* _Work to complete_
Print every one of the following entries again, keeping each character unchanged.

* _Working data_
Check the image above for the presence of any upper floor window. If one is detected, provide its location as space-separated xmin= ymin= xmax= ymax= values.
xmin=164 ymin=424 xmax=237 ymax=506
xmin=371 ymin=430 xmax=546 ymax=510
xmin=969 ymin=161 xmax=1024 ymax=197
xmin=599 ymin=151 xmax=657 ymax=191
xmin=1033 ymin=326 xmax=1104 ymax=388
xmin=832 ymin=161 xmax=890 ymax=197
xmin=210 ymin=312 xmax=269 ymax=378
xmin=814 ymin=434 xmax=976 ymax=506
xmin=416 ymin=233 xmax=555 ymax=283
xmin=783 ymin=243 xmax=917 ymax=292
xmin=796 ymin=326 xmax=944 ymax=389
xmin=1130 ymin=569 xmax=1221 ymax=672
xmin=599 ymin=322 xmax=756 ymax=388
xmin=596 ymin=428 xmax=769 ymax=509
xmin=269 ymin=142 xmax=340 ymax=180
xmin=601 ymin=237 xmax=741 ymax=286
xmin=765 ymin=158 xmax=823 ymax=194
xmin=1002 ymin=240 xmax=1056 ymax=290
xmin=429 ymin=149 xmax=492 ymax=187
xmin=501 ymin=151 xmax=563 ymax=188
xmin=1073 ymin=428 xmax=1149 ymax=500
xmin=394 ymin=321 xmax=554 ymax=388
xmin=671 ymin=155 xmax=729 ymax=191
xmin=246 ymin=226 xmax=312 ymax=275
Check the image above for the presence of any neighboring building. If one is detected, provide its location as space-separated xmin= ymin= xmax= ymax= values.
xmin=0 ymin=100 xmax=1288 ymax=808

* _Task response_
Check the image above for the presence of any upper floor window. If one is detected, provide its location as space-separated xmin= ymin= xmax= ymax= values.
xmin=164 ymin=424 xmax=237 ymax=506
xmin=371 ymin=430 xmax=546 ymax=510
xmin=969 ymin=161 xmax=1024 ymax=197
xmin=599 ymin=151 xmax=657 ymax=191
xmin=1033 ymin=326 xmax=1104 ymax=388
xmin=832 ymin=161 xmax=890 ymax=197
xmin=210 ymin=312 xmax=269 ymax=378
xmin=814 ymin=434 xmax=976 ymax=506
xmin=416 ymin=233 xmax=555 ymax=283
xmin=783 ymin=243 xmax=917 ymax=292
xmin=796 ymin=326 xmax=944 ymax=389
xmin=1130 ymin=569 xmax=1221 ymax=672
xmin=599 ymin=322 xmax=756 ymax=388
xmin=596 ymin=428 xmax=769 ymax=509
xmin=269 ymin=142 xmax=340 ymax=180
xmin=601 ymin=237 xmax=741 ymax=286
xmin=765 ymin=158 xmax=823 ymax=194
xmin=1002 ymin=240 xmax=1056 ymax=290
xmin=429 ymin=149 xmax=492 ymax=187
xmin=501 ymin=151 xmax=563 ymax=188
xmin=1073 ymin=428 xmax=1149 ymax=500
xmin=394 ymin=321 xmax=554 ymax=388
xmin=671 ymin=155 xmax=729 ymax=191
xmin=246 ymin=226 xmax=312 ymax=275
Check the image above for the presence of any neighboring building. If one is detected, provide its location as space-separated xmin= ymin= xmax= ymax= values.
xmin=0 ymin=100 xmax=1288 ymax=808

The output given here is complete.